TAREAS POR RESOLVER:
A - Reproduce sin cambios el pasaje del texto sobre Bernardo de Monteagudo que empieza con "Bernardo de Monteagudo" y sigue hasta "imaginar y consentir.".
B - Convierte en una lista numerada las filas que van desde la que contiene "target | lamp post base" hasta la última de las filas, ambas incluidas. Deja fuera las líneas en blanco.

TEXTO PROPORCIONADO:
※

Es cierto, como lo decía Galeano en Las venas abiertas de América Latina, “una revolución no es ir de paseo”. Pero, entonces, tampoco es una declaración para inmovilizarse, no puedo tampoco negar la evidencia que me precisa a responder.

Bernardo de Monteagudo nos lleva por sus disertaciones más sinceras -o por lo menos eso es lo que él nos dice y lo que quiero creer. El problema no es que no lo sea, sino que cualquiera sea capaz de admitir cuando lo es y lo deja de ser en virtud de lo correcto y no de valores morales del bien y del mal.

Monteagudo empieza su pensamiento político con la exaltación de ideales de juventud, de igualdad y de libertad, de esos en los que algunos soñamos como los valores que deberían regir no sólo en la política social, sino en los corazones de los mejores humanos. Sin embargo, la realidad de la que todos participamos nos muestra otros caminos más intrincados de los que queremos imaginar y consentir.

※

Fragmentos de datos de etiquetado de ubicaciones
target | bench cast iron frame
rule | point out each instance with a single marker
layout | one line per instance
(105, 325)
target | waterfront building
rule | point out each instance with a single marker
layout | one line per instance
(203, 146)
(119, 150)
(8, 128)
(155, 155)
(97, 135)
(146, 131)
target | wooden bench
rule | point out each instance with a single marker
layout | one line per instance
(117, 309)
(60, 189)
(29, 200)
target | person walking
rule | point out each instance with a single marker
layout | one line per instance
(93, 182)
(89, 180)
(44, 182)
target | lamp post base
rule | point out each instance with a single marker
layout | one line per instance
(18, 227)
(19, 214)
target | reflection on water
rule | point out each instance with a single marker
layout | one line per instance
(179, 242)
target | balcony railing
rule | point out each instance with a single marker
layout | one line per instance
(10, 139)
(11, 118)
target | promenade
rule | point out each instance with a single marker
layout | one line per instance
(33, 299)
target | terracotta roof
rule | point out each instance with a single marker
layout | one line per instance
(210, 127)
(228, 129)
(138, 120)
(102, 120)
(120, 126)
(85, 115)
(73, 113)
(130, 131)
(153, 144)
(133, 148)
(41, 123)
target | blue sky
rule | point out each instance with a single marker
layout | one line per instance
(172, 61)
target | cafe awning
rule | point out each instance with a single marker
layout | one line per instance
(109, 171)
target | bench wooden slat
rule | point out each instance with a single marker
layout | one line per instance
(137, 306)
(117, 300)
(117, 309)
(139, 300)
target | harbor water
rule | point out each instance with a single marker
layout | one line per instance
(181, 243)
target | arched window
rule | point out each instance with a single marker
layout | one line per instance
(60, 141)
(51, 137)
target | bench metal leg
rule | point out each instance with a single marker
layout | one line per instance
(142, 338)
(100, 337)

※

RESPUESTAS POR TAREA:
A -
Bernardo de Monteagudo nos lleva por sus disertaciones más sinceras -o por lo menos eso es lo que él nos dice y lo que quiero creer. El problema no es que no lo sea, sino que cualquiera sea capaz de admitir cuando lo es y lo deja de ser en virtud de lo correcto y no de valores morales del bien y del mal.

Monteagudo empieza su pensamiento político con la exaltación de ideales de juventud, de igualdad y de libertad, de esos en los que algunos soñamos como los valores que deberían regir no sólo en la política social, sino en los corazones de los mejores humanos. Sin embargo, la realidad de la que todos participamos nos muestra otros caminos más intrincados de los que queremos imaginar y consentir.

B -
1. target | lamp post base
2. rule | point out each instance with a single marker
3. layout | one line per instance
4. (18, 227)
5. (19, 214)
6. target | reflection on water
7. rule | point out each instance with a single marker
8. layout | one line per instance
9. (179, 242)
10. target | balcony railing
11. rule | point out each instance with a single marker
12. layout | one line per instance
13. (10, 139)
14. (11, 118)
15. target | promenade
16. rule | point out each instance with a single marker
17. layout | one line per instance
18. (33, 299)
19. target | terracotta roof
20. rule | point out each instance with a single marker
21. layout | one line per instance
22. (210, 127)
23. (228, 129)
24. (138, 120)
25. (102, 120)
26. (120, 126)
27. (85, 115)
28. (73, 113)
29. (130, 131)
30. (153, 144)
31. (133, 148)
32. (41, 123)
33. target | blue sky
34. rule | point out each instance with a single marker
35. layout | one line per instance
36. (172, 61)
37. target | cafe awning
38. rule | point out each instance with a single marker
39. layout | one line per instance
40. (109, 171)
41. target | bench wooden slat
42. rule | point out each instance with a single marker
43. layout | one line per instance
44. (137, 306)
45. (117, 300)
46. (117, 309)
47. (139, 300)
48. target | harbor water
49. rule | point out each instance with a single marker
50. layout | one line per instance
51. (181, 243)
52. target | arched window
53. rule | point out each instance with a single marker
54. layout | one line per instance
55. (60, 141)
56. (51, 137)
57. target | bench metal leg
58. rule | point out each instance with a single marker
59. layout | one line per instance
60. (142, 338)
61. (100, 337)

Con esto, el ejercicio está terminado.